--- start ---

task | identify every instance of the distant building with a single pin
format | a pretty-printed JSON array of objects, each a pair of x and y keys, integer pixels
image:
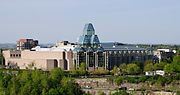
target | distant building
[
  {"x": 69, "y": 56},
  {"x": 105, "y": 55},
  {"x": 40, "y": 58},
  {"x": 24, "y": 44},
  {"x": 164, "y": 54},
  {"x": 153, "y": 73}
]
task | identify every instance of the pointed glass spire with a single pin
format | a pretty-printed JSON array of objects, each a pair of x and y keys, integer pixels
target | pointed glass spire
[{"x": 88, "y": 29}]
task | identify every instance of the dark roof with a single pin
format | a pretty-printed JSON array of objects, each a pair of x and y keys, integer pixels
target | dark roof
[{"x": 113, "y": 46}]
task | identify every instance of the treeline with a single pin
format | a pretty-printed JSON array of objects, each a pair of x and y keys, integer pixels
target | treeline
[
  {"x": 134, "y": 68},
  {"x": 157, "y": 79},
  {"x": 37, "y": 82}
]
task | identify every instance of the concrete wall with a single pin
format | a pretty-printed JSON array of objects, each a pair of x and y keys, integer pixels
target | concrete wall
[{"x": 44, "y": 60}]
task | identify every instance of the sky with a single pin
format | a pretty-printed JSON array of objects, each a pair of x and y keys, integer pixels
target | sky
[{"x": 125, "y": 21}]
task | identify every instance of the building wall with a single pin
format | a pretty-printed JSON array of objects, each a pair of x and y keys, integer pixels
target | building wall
[{"x": 45, "y": 60}]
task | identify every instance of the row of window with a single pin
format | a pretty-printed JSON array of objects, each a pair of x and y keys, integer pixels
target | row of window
[{"x": 15, "y": 55}]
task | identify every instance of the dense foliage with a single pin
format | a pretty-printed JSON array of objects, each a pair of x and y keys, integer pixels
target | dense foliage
[
  {"x": 162, "y": 80},
  {"x": 37, "y": 83}
]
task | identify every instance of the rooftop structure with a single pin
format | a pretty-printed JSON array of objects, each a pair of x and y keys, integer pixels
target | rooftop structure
[{"x": 24, "y": 44}]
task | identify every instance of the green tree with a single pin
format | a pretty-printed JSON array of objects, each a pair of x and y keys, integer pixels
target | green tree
[
  {"x": 149, "y": 67},
  {"x": 122, "y": 68},
  {"x": 119, "y": 80},
  {"x": 169, "y": 68},
  {"x": 176, "y": 60},
  {"x": 121, "y": 92},
  {"x": 115, "y": 70},
  {"x": 133, "y": 69},
  {"x": 82, "y": 69},
  {"x": 159, "y": 66}
]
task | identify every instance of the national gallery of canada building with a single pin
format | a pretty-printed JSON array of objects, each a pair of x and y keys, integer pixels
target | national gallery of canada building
[{"x": 97, "y": 55}]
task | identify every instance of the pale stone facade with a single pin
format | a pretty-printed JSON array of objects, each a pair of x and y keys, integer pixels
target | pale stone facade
[{"x": 45, "y": 60}]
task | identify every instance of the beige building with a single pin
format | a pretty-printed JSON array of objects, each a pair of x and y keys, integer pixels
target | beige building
[{"x": 40, "y": 58}]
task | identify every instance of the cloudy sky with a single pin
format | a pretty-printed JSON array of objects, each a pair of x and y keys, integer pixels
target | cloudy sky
[{"x": 126, "y": 21}]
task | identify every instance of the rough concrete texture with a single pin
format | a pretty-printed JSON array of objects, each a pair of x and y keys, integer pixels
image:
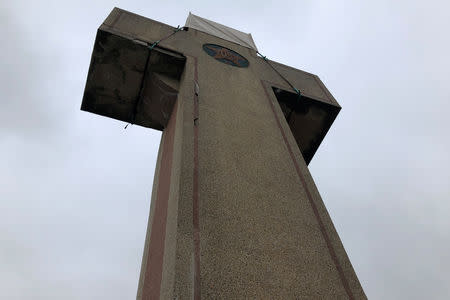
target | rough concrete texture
[{"x": 244, "y": 218}]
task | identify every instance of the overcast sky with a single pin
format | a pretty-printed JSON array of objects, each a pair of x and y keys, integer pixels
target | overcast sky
[{"x": 75, "y": 187}]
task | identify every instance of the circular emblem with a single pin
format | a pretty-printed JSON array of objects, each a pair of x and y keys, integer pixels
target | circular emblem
[{"x": 225, "y": 55}]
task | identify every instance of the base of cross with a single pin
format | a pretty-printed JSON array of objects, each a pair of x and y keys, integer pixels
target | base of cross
[{"x": 234, "y": 212}]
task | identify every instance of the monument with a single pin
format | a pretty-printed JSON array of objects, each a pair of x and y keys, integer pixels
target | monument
[{"x": 234, "y": 212}]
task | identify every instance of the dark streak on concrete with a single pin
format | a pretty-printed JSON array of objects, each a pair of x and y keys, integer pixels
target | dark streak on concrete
[{"x": 153, "y": 272}]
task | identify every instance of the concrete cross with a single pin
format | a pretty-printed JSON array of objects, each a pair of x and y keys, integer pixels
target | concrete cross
[{"x": 235, "y": 212}]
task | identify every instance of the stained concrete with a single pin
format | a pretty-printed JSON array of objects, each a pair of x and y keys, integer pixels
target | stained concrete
[{"x": 244, "y": 217}]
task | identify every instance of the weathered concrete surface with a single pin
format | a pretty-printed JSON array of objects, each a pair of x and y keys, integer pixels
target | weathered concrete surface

--- end ---

Reproduce exactly the lines from the one with "task | identify every instance of the stained" through the end of the entries above, both ends included.

task | identify every instance of the stained concrete with a single pin
format | a pretty-printed JSON array of objects, each a pair of x and y keys, integer pixels
target | stained concrete
[{"x": 244, "y": 217}]
task | identify every instance of the weathered concrete surface with a single pin
format | a pretty-printed JSON array of objects, each a pair of x and y keys, integer pixels
target | weathered concrete surface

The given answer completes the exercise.